Excerpts from a detection dataset:
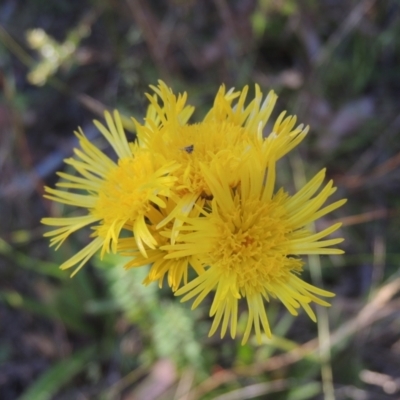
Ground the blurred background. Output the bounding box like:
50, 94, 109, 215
0, 0, 400, 400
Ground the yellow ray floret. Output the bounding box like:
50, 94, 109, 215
135, 82, 308, 234
118, 199, 205, 292
42, 112, 179, 273
167, 153, 345, 343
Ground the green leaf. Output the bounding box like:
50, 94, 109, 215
19, 346, 96, 400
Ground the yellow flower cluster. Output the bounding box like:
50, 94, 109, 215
42, 81, 345, 343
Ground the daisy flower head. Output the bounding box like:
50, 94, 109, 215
118, 198, 205, 292
42, 112, 177, 274
134, 81, 308, 238
163, 153, 345, 343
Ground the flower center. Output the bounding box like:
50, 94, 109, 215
92, 153, 154, 231
154, 121, 253, 197
210, 192, 302, 294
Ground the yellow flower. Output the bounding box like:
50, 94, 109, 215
162, 153, 345, 343
42, 112, 178, 274
135, 81, 308, 238
118, 199, 205, 292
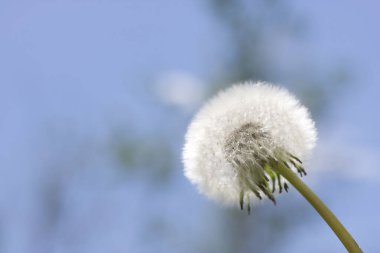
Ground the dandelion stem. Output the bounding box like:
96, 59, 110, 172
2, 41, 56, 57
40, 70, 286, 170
272, 162, 363, 253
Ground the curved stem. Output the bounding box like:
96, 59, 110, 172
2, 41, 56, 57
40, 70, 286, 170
272, 162, 363, 253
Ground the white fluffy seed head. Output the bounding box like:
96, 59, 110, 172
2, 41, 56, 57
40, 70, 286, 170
183, 82, 317, 205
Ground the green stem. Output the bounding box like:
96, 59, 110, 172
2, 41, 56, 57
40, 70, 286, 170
272, 162, 363, 253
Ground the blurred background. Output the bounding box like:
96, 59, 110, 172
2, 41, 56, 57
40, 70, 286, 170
0, 0, 380, 253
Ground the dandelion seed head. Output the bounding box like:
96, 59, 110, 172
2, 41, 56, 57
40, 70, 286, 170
183, 82, 317, 208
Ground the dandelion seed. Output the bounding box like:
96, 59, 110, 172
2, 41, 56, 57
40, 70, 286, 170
183, 82, 317, 211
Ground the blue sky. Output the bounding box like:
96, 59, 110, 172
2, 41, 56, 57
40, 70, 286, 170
0, 0, 380, 252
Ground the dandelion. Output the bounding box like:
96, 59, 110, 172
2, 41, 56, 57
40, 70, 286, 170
183, 82, 361, 252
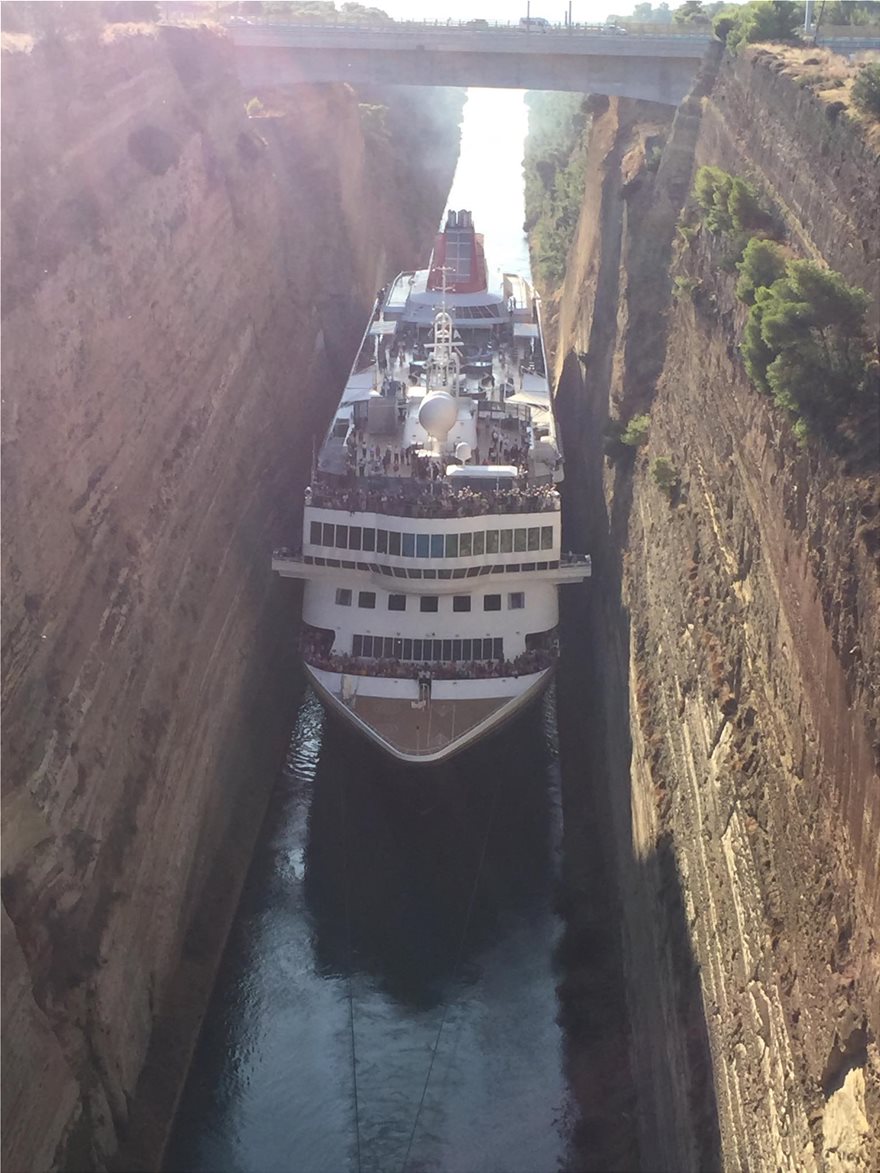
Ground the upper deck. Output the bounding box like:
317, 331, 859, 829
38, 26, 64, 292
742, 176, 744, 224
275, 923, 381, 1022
311, 212, 562, 516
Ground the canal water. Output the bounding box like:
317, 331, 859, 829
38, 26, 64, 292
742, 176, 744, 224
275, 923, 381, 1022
165, 90, 577, 1173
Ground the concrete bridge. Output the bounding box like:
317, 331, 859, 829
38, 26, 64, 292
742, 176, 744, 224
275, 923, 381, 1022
228, 20, 713, 106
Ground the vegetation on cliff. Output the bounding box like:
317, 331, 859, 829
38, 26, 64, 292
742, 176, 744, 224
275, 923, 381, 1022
524, 93, 591, 285
689, 167, 876, 440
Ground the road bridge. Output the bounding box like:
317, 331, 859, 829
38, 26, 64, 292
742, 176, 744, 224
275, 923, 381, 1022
228, 20, 713, 106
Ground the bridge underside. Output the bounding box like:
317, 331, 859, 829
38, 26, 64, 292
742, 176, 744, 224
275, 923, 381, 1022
236, 45, 702, 106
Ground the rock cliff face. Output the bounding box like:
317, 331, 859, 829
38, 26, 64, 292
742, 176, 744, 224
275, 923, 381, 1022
2, 26, 460, 1169
555, 43, 880, 1171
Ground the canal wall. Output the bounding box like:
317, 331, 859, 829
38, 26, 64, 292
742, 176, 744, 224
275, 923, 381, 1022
547, 41, 880, 1171
2, 20, 462, 1169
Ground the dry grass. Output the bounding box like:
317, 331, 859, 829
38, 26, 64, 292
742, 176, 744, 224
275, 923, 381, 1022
752, 45, 880, 152
0, 33, 36, 53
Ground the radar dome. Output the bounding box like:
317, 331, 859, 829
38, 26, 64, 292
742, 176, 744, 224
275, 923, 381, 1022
419, 391, 459, 440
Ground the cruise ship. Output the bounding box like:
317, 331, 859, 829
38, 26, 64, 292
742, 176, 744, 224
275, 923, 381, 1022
272, 210, 590, 764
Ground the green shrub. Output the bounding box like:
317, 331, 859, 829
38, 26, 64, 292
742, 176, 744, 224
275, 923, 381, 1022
740, 260, 871, 434
737, 237, 785, 305
621, 415, 651, 448
651, 456, 679, 497
853, 65, 880, 118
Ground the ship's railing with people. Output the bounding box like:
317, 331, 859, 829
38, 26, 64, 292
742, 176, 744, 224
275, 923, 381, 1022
305, 482, 561, 517
302, 642, 556, 680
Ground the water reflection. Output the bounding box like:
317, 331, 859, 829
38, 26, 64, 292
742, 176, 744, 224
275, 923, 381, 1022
167, 698, 569, 1173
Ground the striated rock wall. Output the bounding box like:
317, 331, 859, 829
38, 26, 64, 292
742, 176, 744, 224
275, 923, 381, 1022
556, 43, 880, 1171
2, 26, 460, 1168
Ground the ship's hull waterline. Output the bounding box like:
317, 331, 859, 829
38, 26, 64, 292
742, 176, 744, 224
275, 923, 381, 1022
272, 211, 590, 765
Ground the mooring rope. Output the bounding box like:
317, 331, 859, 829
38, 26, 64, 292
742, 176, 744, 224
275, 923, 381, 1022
400, 772, 501, 1173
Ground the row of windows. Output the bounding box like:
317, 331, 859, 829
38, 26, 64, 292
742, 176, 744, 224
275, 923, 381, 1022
336, 587, 526, 614
352, 636, 505, 664
309, 521, 553, 558
303, 554, 560, 579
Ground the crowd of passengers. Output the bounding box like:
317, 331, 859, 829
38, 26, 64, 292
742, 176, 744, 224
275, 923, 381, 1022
303, 640, 556, 680
305, 483, 560, 517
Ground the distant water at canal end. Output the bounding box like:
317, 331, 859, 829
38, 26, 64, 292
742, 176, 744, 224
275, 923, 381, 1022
165, 90, 576, 1173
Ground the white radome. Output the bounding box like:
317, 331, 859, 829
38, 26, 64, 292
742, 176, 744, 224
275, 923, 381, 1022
419, 391, 459, 440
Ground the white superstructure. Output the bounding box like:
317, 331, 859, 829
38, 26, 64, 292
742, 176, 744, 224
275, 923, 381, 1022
272, 211, 590, 762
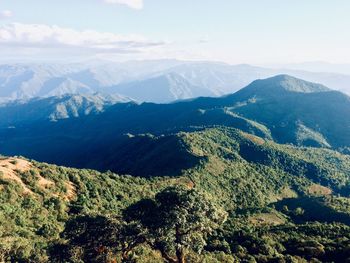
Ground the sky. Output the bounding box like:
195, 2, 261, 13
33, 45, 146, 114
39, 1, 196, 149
0, 0, 350, 64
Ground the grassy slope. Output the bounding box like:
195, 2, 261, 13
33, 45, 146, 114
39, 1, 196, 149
0, 128, 350, 262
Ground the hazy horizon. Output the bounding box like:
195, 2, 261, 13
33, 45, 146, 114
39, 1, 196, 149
0, 0, 350, 65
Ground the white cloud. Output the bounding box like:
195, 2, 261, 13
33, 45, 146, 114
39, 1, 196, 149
0, 23, 165, 53
103, 0, 143, 9
0, 10, 13, 19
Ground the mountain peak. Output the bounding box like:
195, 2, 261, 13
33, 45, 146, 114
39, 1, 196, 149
248, 75, 330, 93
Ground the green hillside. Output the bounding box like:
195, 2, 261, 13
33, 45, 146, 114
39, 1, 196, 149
0, 127, 350, 262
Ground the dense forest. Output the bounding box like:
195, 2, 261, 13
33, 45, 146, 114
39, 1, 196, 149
0, 127, 350, 262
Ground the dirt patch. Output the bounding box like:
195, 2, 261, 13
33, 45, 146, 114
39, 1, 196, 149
307, 184, 332, 196
37, 175, 55, 189
0, 158, 33, 194
63, 181, 77, 201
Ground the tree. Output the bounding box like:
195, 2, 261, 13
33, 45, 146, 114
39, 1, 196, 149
50, 216, 147, 262
124, 186, 227, 263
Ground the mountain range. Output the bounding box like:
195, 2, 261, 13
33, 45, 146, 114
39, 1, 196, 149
0, 71, 350, 263
0, 60, 350, 103
0, 75, 350, 173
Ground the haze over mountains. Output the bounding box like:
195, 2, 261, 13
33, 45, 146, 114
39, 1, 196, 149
0, 75, 350, 174
0, 60, 350, 103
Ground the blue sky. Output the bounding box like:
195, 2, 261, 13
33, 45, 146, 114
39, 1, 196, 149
0, 0, 350, 64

## JOB
Convert the stretch from the line containing "Ground the road" through the line containing "302, 642, 556, 680" into a numbered list, leaving out blank lines.

## RESULT FOR THIS TASK
1. Ground the road bridge. Output the bounding box like:
2. 317, 331, 859, 829
3. 38, 26, 64, 292
4. 742, 176, 744, 224
5. 275, 923, 381, 1022
6. 228, 20, 713, 106
7. Ground the bridge underside. Output the bounding box like:
8. 317, 331, 859, 829
9. 38, 26, 64, 292
10. 742, 176, 744, 224
11. 275, 923, 381, 1022
12. 236, 45, 702, 106
13. Ground the rock cliff face. Output the bounding box like:
14. 317, 331, 859, 829
15. 38, 26, 64, 292
16. 742, 176, 744, 224
17. 275, 923, 381, 1022
18. 2, 26, 460, 1169
19. 555, 43, 880, 1171
20. Ground the canal wall. Output the bounding box like:
21. 317, 331, 859, 829
22. 38, 26, 64, 292
23. 742, 176, 744, 224
24. 275, 923, 381, 1022
25. 547, 41, 880, 1171
26. 2, 20, 462, 1169
27. Ground the dry grass. Output the bounding box like:
28. 317, 331, 859, 829
29. 38, 26, 64, 292
30. 742, 176, 744, 224
31. 275, 923, 381, 1022
32. 752, 45, 880, 152
33. 0, 33, 36, 53
34. Ground the radar dome. Output the bounding box like:
35. 317, 331, 859, 829
36. 38, 26, 64, 292
37. 742, 176, 744, 224
38. 275, 923, 381, 1022
39. 419, 391, 459, 440
40. Ground the cruise ship. Output the bounding box like:
41. 317, 331, 859, 829
42. 38, 26, 64, 292
43. 742, 176, 744, 224
44. 275, 923, 381, 1022
45. 272, 210, 590, 764
46. Ground the green shrub. Output the bounding box like:
47. 317, 331, 859, 829
48. 38, 26, 64, 292
49. 742, 176, 744, 224
50. 275, 923, 381, 1022
51. 740, 260, 871, 434
52. 737, 237, 785, 305
53. 621, 415, 651, 448
54. 651, 456, 679, 497
55. 853, 65, 880, 118
56. Ground the ship's railing with people. Output the bounding box like:
57. 317, 331, 859, 829
58. 38, 26, 64, 292
59. 742, 176, 744, 224
60. 275, 923, 381, 1022
61. 305, 482, 561, 517
62. 302, 642, 556, 680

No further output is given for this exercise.